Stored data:
=== Section Start ===
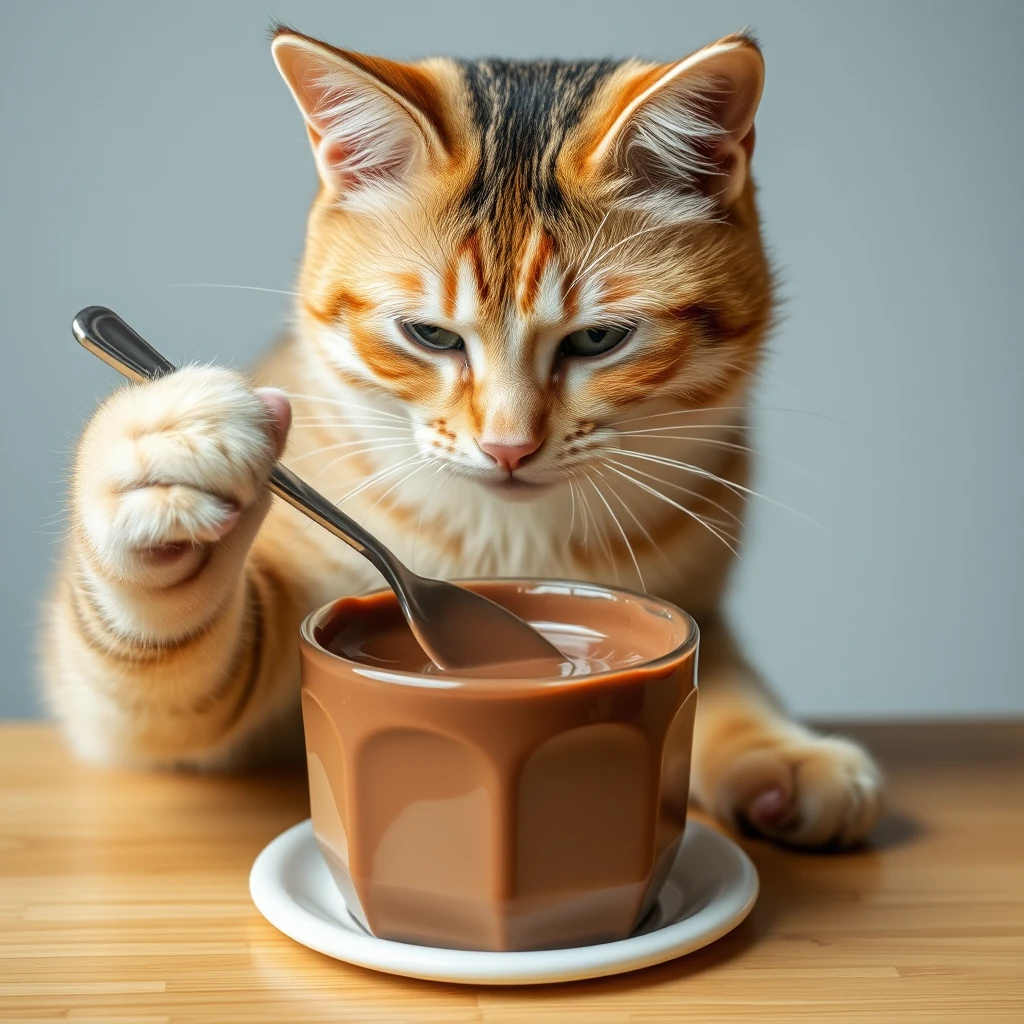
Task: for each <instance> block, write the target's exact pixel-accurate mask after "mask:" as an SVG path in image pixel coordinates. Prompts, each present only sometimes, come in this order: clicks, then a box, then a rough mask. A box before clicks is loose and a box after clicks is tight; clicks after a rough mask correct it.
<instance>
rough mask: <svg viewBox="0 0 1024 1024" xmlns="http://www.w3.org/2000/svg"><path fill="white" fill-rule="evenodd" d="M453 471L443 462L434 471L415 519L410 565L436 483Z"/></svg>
mask: <svg viewBox="0 0 1024 1024" xmlns="http://www.w3.org/2000/svg"><path fill="white" fill-rule="evenodd" d="M445 470H446V471H447V472H446V475H444V476H442V475H441V474H442V473H444V472H445ZM453 472H454V470H453V469H452V467H451V466H449V465H446V464H445V463H443V462H442V463H441V464H440V465H439V466H438V467H437V469H436V470H435V471H434V482H433V484H432V486H431V487H430V490H429V492H427V497H426V499H425V501H424V502H423V505H422V506H421V507H420V517H419V518H418V519H417V520H416V532H415V534H414V535H413V548H412V552H411V554H410V559H409V563H410V565H411V566H412V565H413V564H414V563H415V562H416V553H417V550H418V546H419V543H420V530H422V529H423V519H424V517H425V516H426V514H427V507H428V506H429V505H430V502H431V501H432V500H433V497H434V495H435V494H436V493H437V487H438V485H439V484H440V483H443V482H444V480H446V479H447V478H449V477H450V476H451V475H452V473H453Z"/></svg>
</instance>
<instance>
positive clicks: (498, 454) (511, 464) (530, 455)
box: [476, 438, 544, 473]
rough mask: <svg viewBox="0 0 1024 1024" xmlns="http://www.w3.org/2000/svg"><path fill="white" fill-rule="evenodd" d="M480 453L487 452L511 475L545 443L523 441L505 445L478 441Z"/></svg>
mask: <svg viewBox="0 0 1024 1024" xmlns="http://www.w3.org/2000/svg"><path fill="white" fill-rule="evenodd" d="M476 443H477V444H479V445H480V451H481V452H485V453H486V454H487V455H489V456H490V458H492V459H494V460H495V462H497V463H498V465H499V466H501V467H502V469H504V470H506V471H507V472H509V473H511V472H512V471H513V470H515V469H518V468H519V467H520V466H521V465H522V464H523V463H524V462H525V461H526V460H527V459H528V458H529V457H530V456H531V455H532V454H534V453H535V452H536V451H537V450H538V449H539V447H540V446H541V445H542V444H543V443H544V440H543V438H542V439H541V440H536V441H535V440H528V441H523V442H521V443H520V444H505V443H502V442H499V441H477V442H476Z"/></svg>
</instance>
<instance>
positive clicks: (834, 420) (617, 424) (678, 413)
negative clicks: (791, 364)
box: [608, 402, 849, 427]
mask: <svg viewBox="0 0 1024 1024" xmlns="http://www.w3.org/2000/svg"><path fill="white" fill-rule="evenodd" d="M697 413H790V414H792V415H794V416H810V417H812V418H814V419H816V420H827V421H829V422H830V423H839V424H841V425H842V426H849V424H848V423H846V422H845V421H844V420H837V419H836V418H835V417H833V416H825V415H824V414H823V413H812V412H810V411H809V410H806V409H782V408H780V407H778V406H759V404H757V403H756V402H751V403H750V404H748V406H698V407H697V408H696V409H674V410H672V411H671V412H668V413H651V414H650V415H649V416H632V417H628V418H627V419H625V420H610V421H609V422H608V426H609V427H617V426H620V425H621V424H624V423H642V422H643V421H644V420H660V419H663V418H664V417H666V416H694V415H696V414H697ZM722 426H725V424H722Z"/></svg>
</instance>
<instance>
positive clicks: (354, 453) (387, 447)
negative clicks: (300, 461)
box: [309, 441, 415, 483]
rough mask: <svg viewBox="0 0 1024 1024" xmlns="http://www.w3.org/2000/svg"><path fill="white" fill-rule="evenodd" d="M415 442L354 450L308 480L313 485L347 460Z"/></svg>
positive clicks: (389, 449)
mask: <svg viewBox="0 0 1024 1024" xmlns="http://www.w3.org/2000/svg"><path fill="white" fill-rule="evenodd" d="M414 443H415V441H406V442H403V443H401V444H379V445H378V444H374V445H370V446H368V447H365V449H356V450H355V451H354V452H349V453H348V454H347V455H340V456H338V458H337V459H332V460H331V461H330V462H329V463H328V464H327V465H326V466H322V467H321V468H319V469H317V470H316V472H315V473H313V475H312V476H311V477H310V478H309V482H310V483H314V482H315V481H316V480H318V479H319V478H321V477H322V476H323V475H324V474H325V473H326V472H327V471H328V470H330V469H333V468H334V467H335V466H338V465H340V464H341V463H343V462H346V461H347V460H349V459H355V458H356V457H358V456H360V455H376V454H377V453H378V452H391V451H393V450H394V449H399V447H409V446H410V445H411V444H414Z"/></svg>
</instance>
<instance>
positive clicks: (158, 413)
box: [74, 367, 290, 577]
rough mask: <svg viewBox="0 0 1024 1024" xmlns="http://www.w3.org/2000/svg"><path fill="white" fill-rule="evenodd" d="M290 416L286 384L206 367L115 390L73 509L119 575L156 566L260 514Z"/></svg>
mask: <svg viewBox="0 0 1024 1024" xmlns="http://www.w3.org/2000/svg"><path fill="white" fill-rule="evenodd" d="M289 416H290V411H289V406H288V401H287V399H286V398H285V396H284V395H283V394H282V393H281V392H279V391H274V390H272V389H263V390H261V391H256V390H254V389H253V388H251V387H250V386H249V385H248V384H247V383H246V381H245V380H244V378H242V377H241V376H239V375H238V374H234V373H231V372H230V371H227V370H220V369H215V368H210V367H190V368H187V369H184V370H179V371H177V372H176V373H174V374H171V375H170V376H168V377H165V378H163V379H162V380H159V381H155V382H152V383H147V384H143V385H140V386H137V387H130V388H126V389H124V390H122V391H119V392H117V393H116V394H114V395H113V396H112V397H111V398H110V399H109V400H108V401H106V402H104V404H103V406H102V407H101V408H100V409H99V411H98V412H97V413H96V415H95V417H94V418H93V420H92V421H91V423H90V424H89V426H88V427H87V429H86V431H85V433H84V435H83V437H82V442H81V445H80V449H79V456H78V461H77V465H76V474H75V486H74V499H75V514H76V518H77V519H78V521H79V523H80V524H81V526H82V528H83V529H84V532H85V536H86V539H87V540H88V543H89V546H90V548H91V550H92V552H93V553H94V555H95V557H96V558H98V560H99V561H100V562H101V563H102V564H104V565H105V566H108V567H109V568H111V569H113V570H114V571H116V572H118V573H120V574H122V575H127V577H131V575H133V574H136V573H138V572H140V571H145V570H148V571H151V572H152V571H159V570H160V569H161V567H162V566H163V567H168V568H170V567H172V566H173V564H174V563H175V562H187V561H189V560H195V559H197V558H198V557H199V556H200V554H201V552H202V549H203V547H204V546H205V545H209V544H211V543H213V542H216V541H220V540H221V539H223V538H225V537H226V536H227V535H228V534H229V532H231V531H232V530H234V529H236V528H237V527H238V525H239V523H240V520H243V519H245V518H247V517H248V518H251V517H252V516H253V515H254V514H255V515H256V516H257V517H258V518H259V519H261V518H262V513H263V512H264V511H265V505H266V503H265V502H262V501H260V499H262V498H263V497H264V495H265V488H264V483H265V481H266V478H267V475H268V473H269V471H270V467H271V466H272V464H273V461H274V459H275V458H276V457H278V455H279V454H280V450H281V447H282V445H283V442H284V438H285V435H286V433H287V430H288V421H289ZM261 505H262V506H263V508H262V509H260V508H259V506H261Z"/></svg>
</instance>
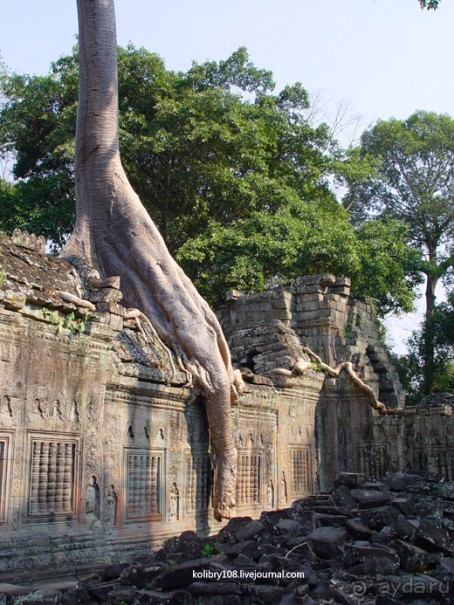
=== Section End ===
Copy out all of the rows above word for word, without the pictures.

Task: for each <instance> block, write the target's exact pixel-accurate mask after "mask:" as an SVG path in image pixel coordinates. Prompts, each present only sometimes, come in this order: clicks, then a box, then a rough mask. A box before clicks is loose and a box after clicks is tight; clicks after a rough mask correct it.
<instance>
rough mask: <svg viewBox="0 0 1024 1024" xmlns="http://www.w3.org/2000/svg"><path fill="white" fill-rule="evenodd" d="M453 471L443 462L434 471L415 519L410 565L436 483Z"/></svg>
mask: <svg viewBox="0 0 1024 1024" xmlns="http://www.w3.org/2000/svg"><path fill="white" fill-rule="evenodd" d="M445 470H446V471H447V472H446V475H444V476H442V475H441V474H442V473H444V472H445ZM453 472H454V470H453V469H452V467H451V466H449V465H446V464H445V463H443V462H442V463H441V464H440V465H439V466H438V467H437V469H436V470H435V471H434V482H433V484H432V486H431V487H430V490H429V492H427V497H426V499H425V501H424V502H423V505H422V506H421V507H420V517H419V518H418V519H417V520H416V532H415V534H414V535H413V548H412V552H411V554H410V559H409V563H410V565H411V566H412V565H413V564H414V563H415V562H416V553H417V550H418V546H419V543H420V530H422V529H423V519H424V517H425V516H426V514H427V507H428V506H429V505H430V502H431V501H432V500H433V497H434V495H435V494H436V493H437V487H438V485H439V484H440V483H443V482H444V480H446V479H447V478H449V477H450V476H451V475H452V473H453Z"/></svg>
</instance>
<instance>
positive clicks: (498, 454) (511, 464) (530, 455)
box: [476, 438, 544, 473]
rough mask: <svg viewBox="0 0 1024 1024" xmlns="http://www.w3.org/2000/svg"><path fill="white" fill-rule="evenodd" d="M480 453L487 452L511 475L545 443L523 441L505 445L478 441Z"/></svg>
mask: <svg viewBox="0 0 1024 1024" xmlns="http://www.w3.org/2000/svg"><path fill="white" fill-rule="evenodd" d="M476 443H477V444H479V445H480V451H481V452H485V453H486V454H487V455H489V456H490V458H492V459H494V460H495V462H497V463H498V465H499V466H501V467H502V469H504V470H506V471H507V472H509V473H511V472H512V471H513V470H515V469H518V468H519V467H520V466H521V465H522V464H523V463H524V462H525V461H526V460H527V459H528V458H529V457H530V456H531V455H532V454H534V453H535V452H536V451H537V450H538V449H539V447H540V446H541V445H542V444H543V443H544V440H543V438H542V439H541V440H536V441H535V440H528V441H523V442H521V443H520V444H505V443H502V442H499V441H477V442H476Z"/></svg>
</instance>
<instance>
positive clicks: (834, 420) (617, 424) (678, 413)
negative clicks: (791, 364)
box: [608, 402, 849, 427]
mask: <svg viewBox="0 0 1024 1024" xmlns="http://www.w3.org/2000/svg"><path fill="white" fill-rule="evenodd" d="M697 413H790V414H792V415H794V416H810V417H812V418H814V419H816V420H827V421H829V422H830V423H839V424H841V425H842V426H849V424H848V423H846V422H845V421H844V420H837V419H836V418H835V417H833V416H825V415H824V414H823V413H812V412H810V411H809V410H806V409H782V408H780V407H778V406H759V404H757V403H756V402H751V403H750V404H748V406H698V407H697V408H696V409H674V410H672V411H671V412H668V413H651V414H650V415H649V416H632V417H628V418H627V419H625V420H610V421H609V422H608V426H609V427H617V426H620V425H621V424H624V423H642V422H643V421H644V420H660V419H663V418H664V417H666V416H694V415H696V414H697ZM722 426H725V424H722Z"/></svg>
</instance>
<instance>
positive clicks: (354, 453) (387, 447)
negative clicks: (300, 461)
box: [309, 441, 415, 483]
rough mask: <svg viewBox="0 0 1024 1024" xmlns="http://www.w3.org/2000/svg"><path fill="white" fill-rule="evenodd" d="M415 442L354 450L308 480L313 485L347 460Z"/></svg>
positive clicks: (389, 449)
mask: <svg viewBox="0 0 1024 1024" xmlns="http://www.w3.org/2000/svg"><path fill="white" fill-rule="evenodd" d="M414 443H415V441H406V442H403V443H401V444H379V445H378V444H374V445H370V446H368V447H365V449H356V450H355V451H354V452H349V453H348V454H347V455H340V456H338V458H337V459H332V460H331V461H330V462H329V463H328V464H327V465H326V466H322V467H321V468H319V469H317V470H316V472H315V473H313V475H312V476H311V477H310V478H309V482H310V483H314V482H315V481H316V480H318V479H319V478H321V477H322V476H323V475H324V474H325V473H326V472H327V471H328V470H330V469H333V468H334V467H335V466H338V465H340V464H341V463H343V462H346V461H347V460H349V459H355V458H356V457H358V456H360V455H376V454H377V453H378V452H391V451H393V450H394V449H399V447H409V446H410V445H411V444H414Z"/></svg>
</instance>
<instance>
positive clicks: (158, 413)
box: [74, 367, 290, 577]
rough mask: <svg viewBox="0 0 1024 1024" xmlns="http://www.w3.org/2000/svg"><path fill="white" fill-rule="evenodd" d="M290 416L286 384L206 367L115 390L73 509L119 575L156 566L260 514Z"/></svg>
mask: <svg viewBox="0 0 1024 1024" xmlns="http://www.w3.org/2000/svg"><path fill="white" fill-rule="evenodd" d="M289 416H290V411H289V406H288V401H287V399H286V398H285V396H284V395H283V394H282V393H281V392H279V391H274V390H272V389H263V390H261V391H256V390H254V389H253V388H251V387H250V386H249V385H248V384H247V383H246V381H245V380H244V378H242V377H241V376H239V375H238V374H234V373H231V372H230V371H227V370H220V369H215V368H210V367H190V368H187V369H184V370H179V371H177V372H176V373H174V374H171V375H170V376H168V377H165V378H163V379H162V380H159V381H155V382H152V383H147V384H143V385H140V386H137V387H130V388H126V389H124V390H122V391H119V392H117V393H116V394H114V395H113V396H112V397H111V398H110V399H109V400H108V401H106V402H104V404H103V406H102V407H101V408H100V409H99V411H98V412H97V413H96V415H95V417H94V418H93V420H92V421H91V423H90V424H89V426H88V427H87V429H86V431H85V433H84V435H83V437H82V442H81V445H80V449H79V456H78V461H77V465H76V474H75V486H74V499H75V514H76V518H77V519H78V521H79V523H80V524H81V526H82V528H83V529H84V532H85V536H86V539H87V540H88V543H89V546H90V548H91V550H92V552H93V553H94V555H95V557H96V558H98V560H99V561H100V562H101V563H102V564H104V565H105V566H108V567H109V568H111V569H113V570H114V571H116V572H118V573H120V574H122V575H127V577H131V575H133V574H136V573H138V572H140V571H145V570H148V571H151V572H152V571H159V570H160V569H161V567H162V566H163V567H168V568H170V567H172V566H173V564H174V563H175V562H187V561H189V560H195V559H197V558H198V557H199V556H200V554H201V552H202V549H203V547H204V546H205V545H209V544H211V543H213V542H216V541H220V540H221V539H223V538H225V537H226V536H227V535H228V534H229V532H231V531H232V530H234V529H236V528H237V527H238V525H239V523H240V520H243V519H245V518H247V517H248V518H251V517H252V516H253V515H254V514H255V515H256V516H257V517H258V518H259V519H261V518H262V513H263V512H264V511H265V505H266V503H265V502H262V501H260V499H262V498H263V497H264V495H265V488H264V483H265V481H266V478H267V475H268V473H269V471H270V467H271V466H272V464H273V461H274V459H275V458H276V457H278V455H279V454H280V450H281V447H282V445H283V442H284V438H285V435H286V433H287V430H288V421H289ZM261 505H262V506H263V508H262V509H260V508H259V506H261Z"/></svg>
</instance>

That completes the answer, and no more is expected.